+++ Testo selezionato +++
Questo mi preoccupa e mi amareggia per me stessa, ripeto, ormai più che per lui…
E’ come se tutti gli sforzi che ho fatto li vedessi non dico vanificati, ma certo sviliti se il risultato è ritrovarmi fra le sue braccia…

Eppure lo so che le cose che dici sono vere.

Lo so razionalmente ma evidentemente emotivamente c’è stata e c’è una battuta d’arresto o non so bene come chiamarla, c’è un disagio dentro che devo in un qualche modo affrontare…

Grazie per il tuo sostegno!

Marrifede

 

Cara Federica solo in questa altalena fra piani diversi, razionalità, sentimenti, nuove consapevolezze, cadute, affermazioni, si cresce. e tu lo hai già fatto tanto! è una “danza relazionale” che non finisce mai, io sento da quello che dici e da come lo dici che tu sei già molto distante da questa esperienza, questo “tornare indietro” può servirti per prendere lo slancio per allontanarti ancora di più da quella esperienza e da quella persona. credi in te e nel tuo personale progetto di vita, in definitiva è quello il punto cardinale a cui restare ancorati, un abbraccio pieno di stima e di affetto

Zoe29

 

E’ come se tutti gli sforzi che ho fatto li vedessi non dico vanificati, ma certo sviliti se il risultato è ritrovarmi fra le sue braccia

Comprendo la sensazione, è legittima.
Ma la realtà dei fatti, come la tua stessa situzione (interiore e relazionale) ti dimostra, non è così lineare e scontata.

I tuoi sforzi non sono di certo vani, e nemmeno la tua continua introspezione e il tuo modo di riappropriarti piano piano di una vita più serena ed in un certo senso più adatta a te.
I passi che fai ti stanno dando delle piccole grandi soddisfazioni, comprese non solo le esperienze che hai accettato di accogliere nella tua vita quotidiana, ma anche le relative sensazioni di bellezza e libertà di cui ci hai resi partrecipi non molto tempo fa.

Tutto questo è il segno che qualcosa sta cambiando, ma nella vita non è come nei film americani, dove nel giro di due ore di riprese il protagonista passa da un passato infuocato ad un lieto fine definitivo ed assoluto grazie a qualche seduta dallo psicoterapeuta e magari qualche visitina ad un gruppo di autoaiuto
Nella realtà tutto è molto più complesso, articolato ed intrecciato.
+++ Righe dei record +++
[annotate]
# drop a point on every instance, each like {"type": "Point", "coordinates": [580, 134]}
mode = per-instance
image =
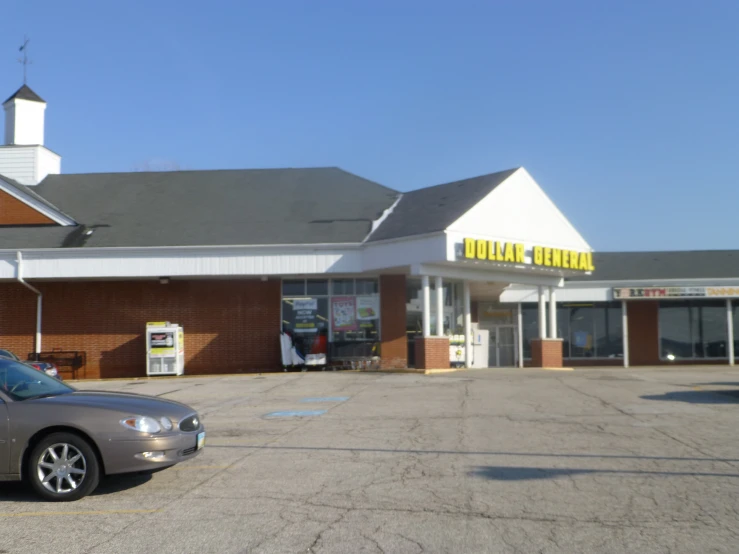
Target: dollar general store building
{"type": "Point", "coordinates": [404, 279]}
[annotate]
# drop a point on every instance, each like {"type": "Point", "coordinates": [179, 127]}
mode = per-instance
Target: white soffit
{"type": "Point", "coordinates": [519, 210]}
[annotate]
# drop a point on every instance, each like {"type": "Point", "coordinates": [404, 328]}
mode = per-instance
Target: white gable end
{"type": "Point", "coordinates": [519, 210]}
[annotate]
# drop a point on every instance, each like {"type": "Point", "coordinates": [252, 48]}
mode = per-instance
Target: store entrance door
{"type": "Point", "coordinates": [503, 345]}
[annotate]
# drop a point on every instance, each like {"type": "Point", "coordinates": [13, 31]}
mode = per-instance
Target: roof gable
{"type": "Point", "coordinates": [221, 207]}
{"type": "Point", "coordinates": [519, 210]}
{"type": "Point", "coordinates": [433, 209]}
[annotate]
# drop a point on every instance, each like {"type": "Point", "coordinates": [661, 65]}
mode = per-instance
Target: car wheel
{"type": "Point", "coordinates": [63, 467]}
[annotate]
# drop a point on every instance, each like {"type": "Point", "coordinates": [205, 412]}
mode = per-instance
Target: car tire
{"type": "Point", "coordinates": [63, 467]}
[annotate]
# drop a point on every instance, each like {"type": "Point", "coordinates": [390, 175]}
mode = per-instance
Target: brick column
{"type": "Point", "coordinates": [546, 353]}
{"type": "Point", "coordinates": [432, 353]}
{"type": "Point", "coordinates": [394, 343]}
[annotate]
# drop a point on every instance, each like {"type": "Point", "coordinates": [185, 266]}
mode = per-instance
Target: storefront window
{"type": "Point", "coordinates": [294, 287]}
{"type": "Point", "coordinates": [342, 286]}
{"type": "Point", "coordinates": [346, 310]}
{"type": "Point", "coordinates": [692, 329]}
{"type": "Point", "coordinates": [587, 330]}
{"type": "Point", "coordinates": [317, 287]}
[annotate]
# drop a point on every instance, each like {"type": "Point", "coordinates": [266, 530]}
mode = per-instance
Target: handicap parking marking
{"type": "Point", "coordinates": [296, 413]}
{"type": "Point", "coordinates": [327, 399]}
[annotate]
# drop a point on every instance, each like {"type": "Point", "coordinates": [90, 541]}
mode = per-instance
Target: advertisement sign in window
{"type": "Point", "coordinates": [344, 313]}
{"type": "Point", "coordinates": [305, 310]}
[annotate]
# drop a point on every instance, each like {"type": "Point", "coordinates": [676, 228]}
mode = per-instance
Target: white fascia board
{"type": "Point", "coordinates": [35, 204]}
{"type": "Point", "coordinates": [192, 262]}
{"type": "Point", "coordinates": [467, 274]}
{"type": "Point", "coordinates": [530, 294]}
{"type": "Point", "coordinates": [702, 282]}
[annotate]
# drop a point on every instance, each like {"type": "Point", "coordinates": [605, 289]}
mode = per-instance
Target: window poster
{"type": "Point", "coordinates": [344, 313]}
{"type": "Point", "coordinates": [306, 310]}
{"type": "Point", "coordinates": [368, 307]}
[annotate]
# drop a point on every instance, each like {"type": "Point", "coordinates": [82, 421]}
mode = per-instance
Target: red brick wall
{"type": "Point", "coordinates": [394, 348]}
{"type": "Point", "coordinates": [432, 353]}
{"type": "Point", "coordinates": [230, 326]}
{"type": "Point", "coordinates": [546, 353]}
{"type": "Point", "coordinates": [15, 212]}
{"type": "Point", "coordinates": [643, 317]}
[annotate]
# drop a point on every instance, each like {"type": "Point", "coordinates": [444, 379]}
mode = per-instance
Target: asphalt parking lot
{"type": "Point", "coordinates": [478, 461]}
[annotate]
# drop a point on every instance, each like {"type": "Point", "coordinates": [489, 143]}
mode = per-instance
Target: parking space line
{"type": "Point", "coordinates": [327, 399]}
{"type": "Point", "coordinates": [295, 413]}
{"type": "Point", "coordinates": [188, 468]}
{"type": "Point", "coordinates": [78, 513]}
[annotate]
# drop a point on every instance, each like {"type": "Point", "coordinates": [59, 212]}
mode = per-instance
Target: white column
{"type": "Point", "coordinates": [552, 313]}
{"type": "Point", "coordinates": [730, 331]}
{"type": "Point", "coordinates": [520, 336]}
{"type": "Point", "coordinates": [625, 331]}
{"type": "Point", "coordinates": [467, 325]}
{"type": "Point", "coordinates": [542, 314]}
{"type": "Point", "coordinates": [426, 287]}
{"type": "Point", "coordinates": [439, 307]}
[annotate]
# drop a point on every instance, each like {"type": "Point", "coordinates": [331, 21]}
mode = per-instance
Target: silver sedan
{"type": "Point", "coordinates": [62, 441]}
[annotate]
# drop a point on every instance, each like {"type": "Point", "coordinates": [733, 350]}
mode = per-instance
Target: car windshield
{"type": "Point", "coordinates": [22, 382]}
{"type": "Point", "coordinates": [7, 354]}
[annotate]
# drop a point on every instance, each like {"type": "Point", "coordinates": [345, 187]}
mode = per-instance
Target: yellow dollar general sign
{"type": "Point", "coordinates": [514, 252]}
+++
= Operazioni richieste =
A. Individua nei record ogni riga che contiene la parola "column" e copiala.
B. Prosegui, per favore, i messaggi di incoraggiamento rivolti a Federica dal punto in cui si fermano.
Il testo e i record sono materiali distinti, senza legami tra loro.

= Risposte =
A.
Target: brick column
Target: white column

B.
Mentre si fanno passi avanti, la vita continua ed è comunque difficile tenerle testa, perchè ci sono mille cose cui far fronte, compreso lo stress quotidiano dovuto non solo al nostro particolare problema, ma a tante altre cose (sentimenti, implicazioni, ricordi, imprevisti, momenti di debolezza, doveri, responsabilità, paure, incostanza dell’umore, ecc..)

Il nostro modo di interagire con la vita non cambia certo da un giorno all’altro: sono tutte cose che sai, ma io te le voglio ricordare
Mentre procediamo, abbiamo bisogno di continuare a vivere, e non è che solo perchè stiamo procedendo e sforzandoci di pensare a noi stessi in modo più costruttivo, questo ci riesce automaticamente in modo perfetto ed immediato.
La ricostruzione di noi stessi abbiamo detto tante volte che si esplica attraverso un percorso. La durezza di questo percorso non è solo rappresentata dal tempo e dal dolore, ma anche dalle cadute, dai tentativi che falliscono, dalla debolezza che sopraggiunge (in alcuni momenti più di altri, è normale) e dalle resistenze che ci inducono sempre in tentazioni e che molte volte, purtroppo, quando non siamo ancora abbastanza forti, vincono.
Ma non essere ancora abbastanza forti, non vuol dire che non abbiamo fatto passi avanti, tutt’altro.

Senza contare che poi durante la vita, e durante la crescita, si imparano molte cose, se ne acquisiscono tante altre, ma ognuna a suo tempo. Non necessariamente tutto si evolve contemporaneamente, ed inoltre ciò che abbiamo appreso su di noi necessita anche di un certo periodo per essere digerito ed interiorizzato.
Stai riprendendo contatto con le belle sensazioni che puoi sperimentare anche senza di lui. Questo non ti ha fatto allontanare completamente dal bisogno e dalla tentazione di lui? Ebbene, ciò non deve indurti a pensare che allora sei allo stesso punto in cui eri prima.
Datti tempo, ancora, non pensare di aver fallito perchè non è così.
Tra il completo distacco e la completa ed inconsapevole dipendenza ci stanno delle vie intermedie e tu le stai attraversando.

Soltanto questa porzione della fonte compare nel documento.